• **What the task requires**: Count the lines of the records below that contain the string "backdrop", and reply with only that number.

• **Provided records**:
......

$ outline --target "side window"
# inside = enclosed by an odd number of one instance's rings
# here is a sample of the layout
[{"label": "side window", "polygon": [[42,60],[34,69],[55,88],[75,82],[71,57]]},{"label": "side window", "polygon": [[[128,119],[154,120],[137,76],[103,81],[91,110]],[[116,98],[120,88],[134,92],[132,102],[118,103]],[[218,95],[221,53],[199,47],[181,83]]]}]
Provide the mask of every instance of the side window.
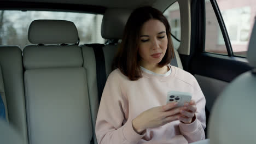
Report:
[{"label": "side window", "polygon": [[[234,56],[246,57],[248,44],[251,33],[253,26],[254,19],[256,16],[256,1],[250,0],[226,0],[216,1],[218,3],[220,13],[229,35],[231,43],[233,54]],[[214,33],[211,29],[210,15],[214,11],[210,1],[206,1],[206,46],[205,51],[210,52],[216,52],[220,50],[219,47],[224,49],[225,43],[223,39],[222,32],[217,28]],[[215,15],[215,14],[214,14]],[[218,25],[215,25],[215,27]],[[211,26],[212,27],[212,26]],[[207,28],[208,27],[208,28]],[[207,34],[207,31],[211,32]],[[208,35],[208,37],[207,37]],[[217,36],[215,47],[207,46],[207,43],[211,43],[211,40],[214,35]],[[213,41],[212,41],[213,43]],[[207,44],[210,45],[210,44]],[[226,51],[226,50],[225,50]],[[223,52],[224,50],[220,53]]]},{"label": "side window", "polygon": [[80,44],[104,43],[101,35],[103,15],[77,13],[0,10],[0,45],[17,45],[21,49],[30,44],[27,39],[32,21],[38,19],[72,21],[77,27]]},{"label": "side window", "polygon": [[181,43],[181,15],[178,2],[172,3],[164,13],[171,26],[174,48],[177,50]]},{"label": "side window", "polygon": [[211,2],[205,1],[205,49],[208,52],[228,55],[219,22]]}]

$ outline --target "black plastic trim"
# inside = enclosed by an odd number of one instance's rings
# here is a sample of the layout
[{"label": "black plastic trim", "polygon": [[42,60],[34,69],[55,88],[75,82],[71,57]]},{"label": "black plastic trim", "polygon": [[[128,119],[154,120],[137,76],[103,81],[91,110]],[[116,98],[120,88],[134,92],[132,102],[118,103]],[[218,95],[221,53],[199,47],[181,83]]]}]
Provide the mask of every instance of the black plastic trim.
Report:
[{"label": "black plastic trim", "polygon": [[191,62],[191,73],[230,82],[252,69],[245,58],[203,52]]},{"label": "black plastic trim", "polygon": [[79,12],[103,14],[106,8],[101,6],[45,2],[0,1],[0,9],[16,10],[45,10]]}]

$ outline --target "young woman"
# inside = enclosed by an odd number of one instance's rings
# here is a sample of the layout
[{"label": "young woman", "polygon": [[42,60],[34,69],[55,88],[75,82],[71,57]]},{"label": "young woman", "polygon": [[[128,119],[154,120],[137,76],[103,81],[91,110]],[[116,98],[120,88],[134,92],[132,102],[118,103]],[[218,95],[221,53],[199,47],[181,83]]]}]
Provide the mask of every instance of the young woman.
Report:
[{"label": "young woman", "polygon": [[[127,22],[96,124],[98,143],[188,143],[205,139],[205,98],[195,77],[169,64],[174,56],[168,21],[149,7]],[[166,104],[171,91],[189,92],[183,106]]]}]

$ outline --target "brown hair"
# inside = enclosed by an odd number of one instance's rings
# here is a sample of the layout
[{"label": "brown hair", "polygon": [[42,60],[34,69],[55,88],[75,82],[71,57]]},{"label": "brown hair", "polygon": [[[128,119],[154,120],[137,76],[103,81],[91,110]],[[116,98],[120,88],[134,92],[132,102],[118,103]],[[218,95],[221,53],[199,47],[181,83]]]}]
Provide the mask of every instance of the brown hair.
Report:
[{"label": "brown hair", "polygon": [[113,65],[131,80],[137,80],[142,77],[139,62],[141,57],[138,53],[139,35],[143,24],[150,19],[162,22],[165,26],[168,39],[166,52],[162,61],[158,63],[162,67],[170,63],[174,57],[174,50],[171,39],[171,28],[166,18],[162,12],[151,7],[136,9],[131,13],[124,29],[122,42],[114,59]]}]

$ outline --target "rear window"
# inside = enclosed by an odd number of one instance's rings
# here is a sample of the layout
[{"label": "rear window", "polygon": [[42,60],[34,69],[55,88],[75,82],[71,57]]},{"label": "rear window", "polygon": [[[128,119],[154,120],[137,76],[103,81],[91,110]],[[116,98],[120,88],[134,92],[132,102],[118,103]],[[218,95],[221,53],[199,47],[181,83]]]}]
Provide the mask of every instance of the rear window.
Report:
[{"label": "rear window", "polygon": [[103,15],[77,13],[0,10],[0,45],[16,45],[22,49],[31,44],[27,38],[30,23],[39,19],[72,21],[77,27],[80,44],[104,43],[101,26]]}]

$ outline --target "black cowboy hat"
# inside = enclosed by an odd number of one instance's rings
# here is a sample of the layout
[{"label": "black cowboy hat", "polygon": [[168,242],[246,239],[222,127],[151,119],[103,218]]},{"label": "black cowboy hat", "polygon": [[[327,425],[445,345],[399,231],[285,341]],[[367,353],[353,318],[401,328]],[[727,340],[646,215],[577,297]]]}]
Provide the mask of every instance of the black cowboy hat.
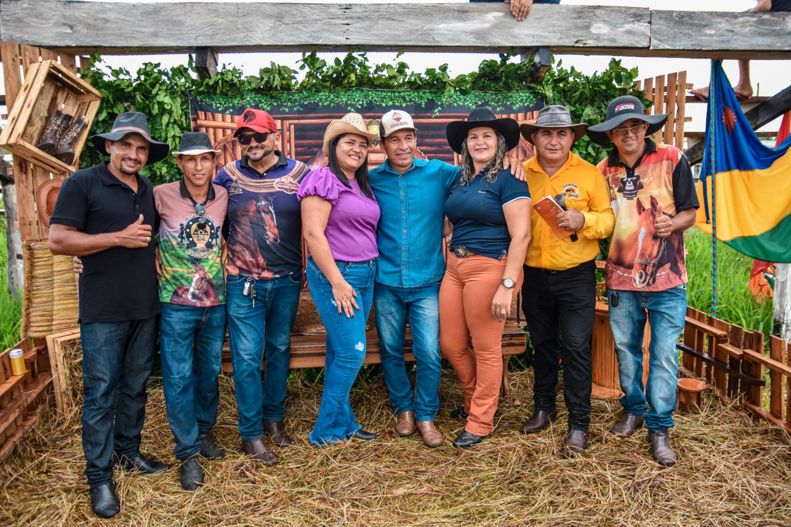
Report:
[{"label": "black cowboy hat", "polygon": [[658,113],[656,116],[646,116],[642,101],[630,95],[615,97],[607,105],[607,120],[601,124],[588,128],[588,137],[592,141],[602,146],[610,144],[610,138],[604,132],[610,131],[623,124],[630,119],[638,119],[648,123],[645,135],[650,135],[662,129],[664,122],[668,120],[668,114]]},{"label": "black cowboy hat", "polygon": [[127,134],[139,134],[150,145],[148,161],[146,165],[157,163],[168,156],[168,143],[155,141],[151,138],[151,131],[148,127],[148,121],[146,116],[139,112],[125,112],[115,118],[115,122],[112,124],[112,130],[106,134],[97,134],[91,137],[91,142],[93,146],[99,150],[100,154],[106,156],[110,153],[104,148],[104,140],[118,141]]},{"label": "black cowboy hat", "polygon": [[445,127],[448,144],[456,154],[461,154],[461,144],[467,138],[467,132],[472,128],[488,127],[494,128],[504,138],[508,150],[519,144],[519,123],[510,117],[497,116],[487,108],[476,108],[470,112],[465,121],[452,121]]},{"label": "black cowboy hat", "polygon": [[535,123],[525,123],[519,127],[519,131],[522,133],[522,137],[532,144],[533,133],[540,128],[571,128],[574,132],[576,142],[585,136],[588,124],[574,124],[571,122],[571,113],[567,108],[561,104],[550,104],[539,111]]}]

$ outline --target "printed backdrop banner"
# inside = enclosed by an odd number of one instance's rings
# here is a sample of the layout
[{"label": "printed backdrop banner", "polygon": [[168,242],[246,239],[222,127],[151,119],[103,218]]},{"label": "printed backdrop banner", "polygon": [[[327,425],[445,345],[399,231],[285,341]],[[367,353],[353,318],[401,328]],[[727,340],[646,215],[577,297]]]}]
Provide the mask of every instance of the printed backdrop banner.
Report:
[{"label": "printed backdrop banner", "polygon": [[[190,100],[190,113],[193,131],[208,133],[214,148],[222,152],[217,160],[218,169],[241,157],[233,135],[237,120],[247,108],[268,112],[281,134],[279,150],[286,157],[315,169],[327,164],[321,145],[330,121],[357,112],[369,123],[370,128],[392,109],[404,110],[414,119],[419,131],[418,157],[458,164],[458,155],[448,146],[445,127],[451,121],[466,119],[478,106],[488,106],[498,117],[512,117],[521,124],[535,122],[543,101],[530,92],[472,92],[437,97],[420,91],[354,89],[272,96],[248,93],[238,97],[203,97]],[[373,119],[377,122],[371,123]],[[533,155],[532,146],[521,138],[514,154],[520,159],[527,159]],[[369,155],[369,169],[384,162],[380,145],[372,146]]]}]

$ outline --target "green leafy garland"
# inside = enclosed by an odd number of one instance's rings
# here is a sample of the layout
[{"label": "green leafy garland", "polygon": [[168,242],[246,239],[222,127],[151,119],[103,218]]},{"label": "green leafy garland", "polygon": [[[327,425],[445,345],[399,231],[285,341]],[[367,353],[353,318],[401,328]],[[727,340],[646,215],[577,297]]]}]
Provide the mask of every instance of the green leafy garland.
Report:
[{"label": "green leafy garland", "polygon": [[[400,56],[400,53],[396,58]],[[282,103],[286,99],[293,104],[300,101],[320,102],[343,97],[353,107],[355,97],[364,90],[356,89],[392,89],[402,92],[392,101],[421,102],[434,99],[441,105],[451,104],[486,103],[486,94],[479,92],[513,93],[514,105],[529,105],[535,101],[533,94],[543,97],[547,104],[563,104],[571,112],[575,122],[596,123],[604,120],[607,103],[619,95],[642,97],[632,82],[638,70],[627,70],[619,60],[610,61],[607,70],[585,75],[572,67],[566,70],[558,61],[539,84],[530,84],[532,64],[512,62],[515,52],[500,54],[499,60],[483,61],[477,71],[451,77],[448,65],[428,68],[423,73],[411,71],[409,66],[399,61],[396,64],[373,64],[363,51],[350,51],[343,59],[331,63],[320,58],[315,51],[303,53],[299,69],[305,78],[297,82],[298,71],[287,66],[271,63],[261,68],[258,75],[244,77],[236,67],[225,67],[210,79],[199,79],[191,55],[186,65],[166,69],[160,64],[146,63],[133,75],[123,68],[100,67],[98,55],[91,57],[89,67],[83,77],[101,92],[102,103],[91,130],[91,134],[102,133],[112,127],[115,116],[123,112],[145,113],[151,134],[166,142],[172,149],[178,146],[184,131],[190,129],[188,97],[213,96],[238,100],[242,98],[251,104]],[[343,90],[343,91],[342,91]],[[411,93],[403,92],[413,90]],[[525,97],[520,100],[520,97]],[[294,102],[295,101],[295,102]],[[645,101],[647,104],[649,101]],[[574,145],[574,151],[592,163],[604,157],[604,152],[587,137]],[[80,159],[81,167],[96,165],[101,157],[87,148]],[[142,171],[158,184],[179,177],[172,157],[146,167]]]}]

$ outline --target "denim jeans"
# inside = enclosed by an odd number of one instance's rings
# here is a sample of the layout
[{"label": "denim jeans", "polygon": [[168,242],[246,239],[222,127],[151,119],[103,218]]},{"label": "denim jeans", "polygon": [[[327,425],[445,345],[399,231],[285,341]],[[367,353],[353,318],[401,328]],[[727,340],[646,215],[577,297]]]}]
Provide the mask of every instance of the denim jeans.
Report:
[{"label": "denim jeans", "polygon": [[[610,327],[618,355],[618,374],[623,411],[642,415],[649,430],[673,426],[679,375],[679,336],[687,315],[687,286],[664,291],[619,290],[618,305],[612,305],[607,290]],[[648,386],[643,390],[642,339],[645,318],[651,326]],[[645,411],[648,410],[648,411]]]},{"label": "denim jeans", "polygon": [[524,266],[522,310],[536,348],[536,410],[555,410],[558,370],[562,359],[569,429],[588,430],[592,385],[591,336],[596,316],[592,260],[551,272]]},{"label": "denim jeans", "polygon": [[[396,413],[414,411],[418,421],[433,421],[440,406],[439,298],[439,282],[421,287],[392,287],[378,282],[373,286],[377,332],[390,403]],[[403,360],[407,317],[418,363],[414,392]]]},{"label": "denim jeans", "polygon": [[[291,361],[291,328],[302,279],[298,275],[252,280],[257,297],[242,294],[248,279],[229,275],[225,282],[233,386],[242,441],[263,436],[262,420],[282,421],[286,379]],[[261,362],[266,357],[263,380]]]},{"label": "denim jeans", "polygon": [[217,421],[217,379],[225,338],[225,305],[203,308],[162,303],[160,359],[177,459],[198,453],[198,436],[206,434]]},{"label": "denim jeans", "polygon": [[354,420],[349,392],[365,358],[365,324],[373,300],[377,259],[365,262],[335,261],[338,269],[357,293],[359,311],[346,317],[338,313],[332,286],[312,258],[308,259],[308,286],[327,330],[324,389],[310,442],[321,446],[327,442],[344,441],[361,428]]},{"label": "denim jeans", "polygon": [[112,453],[140,451],[146,383],[151,374],[159,315],[80,326],[82,343],[82,450],[92,488],[112,480]]}]

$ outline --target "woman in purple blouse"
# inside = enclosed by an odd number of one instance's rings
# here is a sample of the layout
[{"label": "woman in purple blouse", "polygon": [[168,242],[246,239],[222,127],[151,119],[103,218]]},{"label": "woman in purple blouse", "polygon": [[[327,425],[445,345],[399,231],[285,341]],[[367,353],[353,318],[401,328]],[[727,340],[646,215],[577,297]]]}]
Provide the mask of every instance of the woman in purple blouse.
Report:
[{"label": "woman in purple blouse", "polygon": [[297,197],[310,254],[305,275],[327,329],[324,390],[310,442],[370,440],[354,420],[349,391],[365,358],[365,323],[373,299],[379,206],[368,184],[368,147],[377,136],[358,113],[324,132],[327,167],[308,173]]}]

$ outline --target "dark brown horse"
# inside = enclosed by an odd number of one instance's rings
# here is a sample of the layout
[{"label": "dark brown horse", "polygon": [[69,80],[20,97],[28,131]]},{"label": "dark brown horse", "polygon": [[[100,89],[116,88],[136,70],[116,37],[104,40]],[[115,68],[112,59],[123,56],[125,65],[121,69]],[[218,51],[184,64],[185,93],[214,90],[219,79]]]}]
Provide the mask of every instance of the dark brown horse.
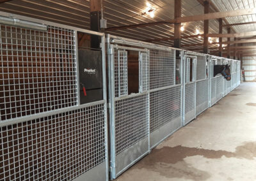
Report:
[{"label": "dark brown horse", "polygon": [[214,71],[215,76],[217,74],[221,73],[227,80],[229,81],[231,80],[231,73],[230,73],[230,66],[228,64],[226,65],[216,65],[214,67]]}]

......

• **Answer for the task**: 4